▶ _TASK_
Could you convert every line of the records below into a numbered list, leaving out any blank lines?

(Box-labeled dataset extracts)
··········
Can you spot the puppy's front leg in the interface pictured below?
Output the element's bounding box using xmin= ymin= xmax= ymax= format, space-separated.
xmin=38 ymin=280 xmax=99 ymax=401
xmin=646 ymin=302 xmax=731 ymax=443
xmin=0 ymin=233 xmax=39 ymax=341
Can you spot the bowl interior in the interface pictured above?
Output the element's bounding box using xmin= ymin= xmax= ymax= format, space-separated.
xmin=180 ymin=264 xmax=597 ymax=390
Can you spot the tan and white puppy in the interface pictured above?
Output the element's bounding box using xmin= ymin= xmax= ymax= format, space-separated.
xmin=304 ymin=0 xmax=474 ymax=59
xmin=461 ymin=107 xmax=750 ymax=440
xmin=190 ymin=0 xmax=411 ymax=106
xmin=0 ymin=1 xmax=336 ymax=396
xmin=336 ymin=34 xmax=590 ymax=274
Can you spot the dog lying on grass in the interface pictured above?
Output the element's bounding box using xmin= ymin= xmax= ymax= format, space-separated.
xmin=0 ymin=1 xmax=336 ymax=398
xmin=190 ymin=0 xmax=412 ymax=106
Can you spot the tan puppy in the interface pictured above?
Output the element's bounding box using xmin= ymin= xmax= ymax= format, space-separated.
··········
▶ _RESPONSE_
1. Can you spot the puppy's front leg in the interface pictured below?
2. Output the element's bounding box using xmin= ymin= xmax= ymax= format, space-separated.
3. xmin=38 ymin=280 xmax=99 ymax=401
4. xmin=646 ymin=302 xmax=731 ymax=443
5. xmin=0 ymin=233 xmax=39 ymax=341
6. Can you spot the bowl interior in the interface pictured above?
7. Output the element's bounding box using xmin= ymin= xmax= ymax= format, space-separated.
8. xmin=180 ymin=264 xmax=597 ymax=390
9. Can you spot the tan and white puppy in the interface pictured above?
10. Output the element's bounding box using xmin= ymin= xmax= ymax= format, space-separated.
11. xmin=304 ymin=0 xmax=474 ymax=59
12. xmin=461 ymin=107 xmax=750 ymax=440
13. xmin=190 ymin=0 xmax=411 ymax=106
14. xmin=0 ymin=1 xmax=336 ymax=396
15. xmin=336 ymin=34 xmax=590 ymax=274
16. Can you spot the dog lying on grass in the interface pictured above?
17. Output the element's bounding box using xmin= ymin= xmax= ymax= format, space-separated.
18. xmin=0 ymin=1 xmax=336 ymax=398
19. xmin=190 ymin=0 xmax=412 ymax=106
20. Can you spot the tan puppy in the interface pictured above?
21. Output the element's bounding box using xmin= ymin= xmax= ymax= format, space-separated.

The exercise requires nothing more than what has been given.